「25年で半分が沈んだゴラマラ島」シュールな写真集

2009年には、それまでの25年間で島の半分が消失し、人口の3分の2がほかの土地に移り住む必要に迫られていると報道された(リンク先によると、年間3.12mmと、ほかの地方より急速な海面上昇と、近年多発しているサイクロンによる高波で海岸が激しく侵食されており、面積は25年前の9平方kmから4.7平方kmに減少した。動画はこちら)。

インド、西ベンガル州のデルタ地帯にあるゴラマラ島は、気候変動による海面上昇の影響を受けて、海に飲み込まれようとしている。

2009年には、それまでの25年間で島の半分が消失し、人口の3分の2がほかの土地に移り住む必要に迫られていると報道された(リンク先によると、年間3.12mmと、ほかの地方より急速な海面上昇と、近年多発しているサイクロンによる高波で海岸が激しく侵食されており、面積は25年前の9平方kmから4.7平方kmに減少した。動画はこちら)。

写真家のテソン・リー氏は、ゴラマラ島で今も生活を続ける人々を撮影している。

リー氏が2011年に発表した作品シリーズ「消え行くゴラマラ島の岸辺にて(On The Shore of a Vanishing Island, Ghoramara)」では、広がり続ける海に囲まれながら、残された島の大地に立つ農民や漁師たちの姿がとらえられている。現実離れしていて、心に強い印象を与えるこれらの写真は、自然現象が引き起こした悲劇の記録というより、シュールレアリズムの芸術作品のようだ。

リー氏は米ハフィントン・ポストに対して、電子メールで次のように語ってくれた。「海面の上昇によって、この島が次第に失われていった形跡が見て取れる。侵食によってむき出しになった植物の根は、この土地の人々の暮らしに基盤がないことを物語っているようだ。島の歴史は海に飲み込まれ、これから先のことは誰にもわからない」

## 記録一覧
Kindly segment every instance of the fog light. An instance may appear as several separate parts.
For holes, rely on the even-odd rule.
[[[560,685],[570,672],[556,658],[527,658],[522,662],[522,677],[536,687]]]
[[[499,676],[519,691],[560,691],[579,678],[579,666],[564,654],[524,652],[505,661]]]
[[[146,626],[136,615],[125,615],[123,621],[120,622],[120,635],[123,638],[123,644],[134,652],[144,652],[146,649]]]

--

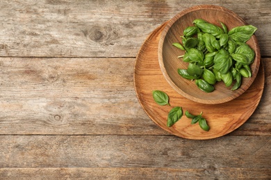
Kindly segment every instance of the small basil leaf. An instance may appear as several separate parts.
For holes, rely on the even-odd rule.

## 設問
ゴラマラ島の記事によれば、同島の海岸が激しく侵食されているのはなぜですか。記事に示された理由を一文から三文で説明してください。 記録は、ゴラマラ島の記事とは別個の資料です。

## 模範解答
ほかの地方より急速な年間3.12mmの海面上昇と、近年多発しているサイクロンによる高波が海岸を侵食しているためです。その結果、島の面積は25年前の9平方kmから4.7平方kmに減少しました。